■ Fragmento del texto ■
——————————

Aunque, cuando era joven, pasé mucho tiempo dirigiendo la música tanto de compositores vivos como del repertorio principal, algo comenzó a traslucir en esos primeros años que resultaba difícil de explicar: los grandes compositores austroalemanes —que tiempo atrás habían recibido el aplauso de Europa, que habían sobrevivido al Holocausto refugiándose en América, donde habían vivido y habían compuesto sus obras— habían creado un amplísimo y variado legado, a la altura de cualquier cosa que hubieran compuesto en Europa. Que todos ellos hubiesen fallecido ya como ciudadanos estadounidenses debería ser un motivo de orgullo para los propios estadounidenses y posiblemente motivo de curiosidad, cuando no de «un complicado debate», para alemanes y austríacos.

——————————

■ Reto A ■
¿Puedes resumir en dos oraciones el texto sobre los compositores austroalemanes exiliados?
■ Reto B ■
¿Podrías seguir escribiendo el texto sobre los compositores austroalemanes exiliados a partir de su última oración?

■ Fragmento del listado ■
——————————

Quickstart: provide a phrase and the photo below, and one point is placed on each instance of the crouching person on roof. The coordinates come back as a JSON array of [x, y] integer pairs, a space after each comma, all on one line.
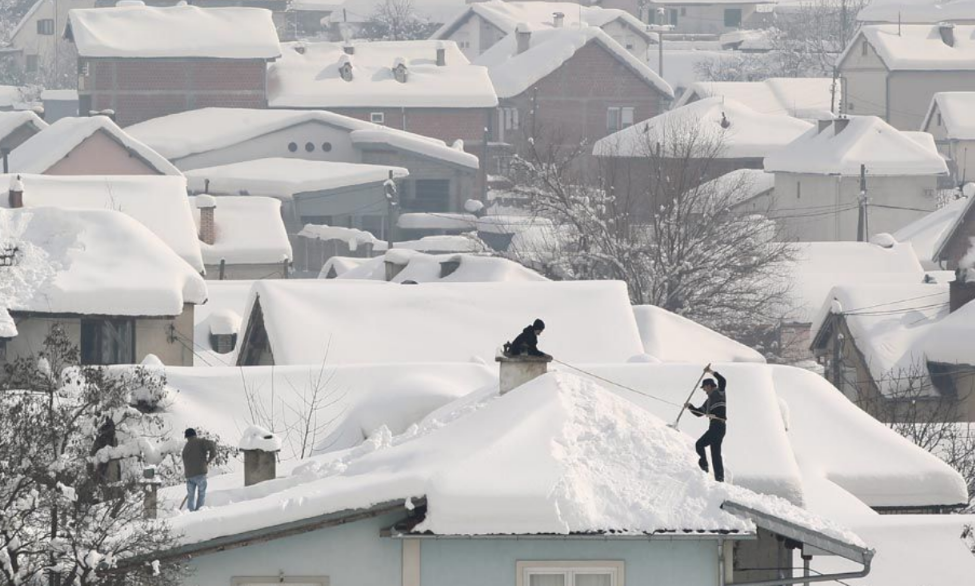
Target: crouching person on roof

——————————

■ Respuesta escrita A ■
Mientras en su juventud dirigía música de compositores vivos y del repertorio principal, quien narra empezó a percibir que los grandes compositores austroalemanes refugiados del Holocausto en América habían creado allí un legado amplísimo y variado, a la altura de lo que habían compuesto en Europa. Como todos murieron siendo ciudadanos estadounidenses, eso debería ser motivo de orgullo para los estadounidenses y, posiblemente, de curiosidad o incluso de «un complicado debate» para alemanes y austríacos.

■ Respuesta escrita B ■
Me parecía sospechoso que los compositores refugiados de la Segunda Guerra Mundial hubieran escrito en Estados Unidos una música que por lo visto debía evitarse a causa de diferentes, y en algunos casos contradictorias, justificaciones estéticas. El resultado, sin embargo, era exactamente el mismo: no hay que tocar esa música. Es como si algo hubiera ocurrido con aquellos músicos cuando abandonaron Europa que hizo que el valor artístico intrínseco de sus obras desapareciera por completo. Algo, sin duda, había ocurrido, y las pistas me estaban acercando a unas conclusiones verdaderamente incómodas.
En un reciente vuelo a Europa llevé conmigo el libro denuncia de Norman Lebrecht, escrito en 1997, Who killed classical music? [¿Quién mató a la música clásica?],una obra controvertida que intenta explicar, como afirma la sobrecubierta, «el doloroso destino de la música clásica, un arte que ha vendido su alma y perdido el control de su futuro». La azafata reparó en el libro, que descansaba sobre la bandeja. Sonrió y preguntó: «¿Pero eso lo siguen haciendo?».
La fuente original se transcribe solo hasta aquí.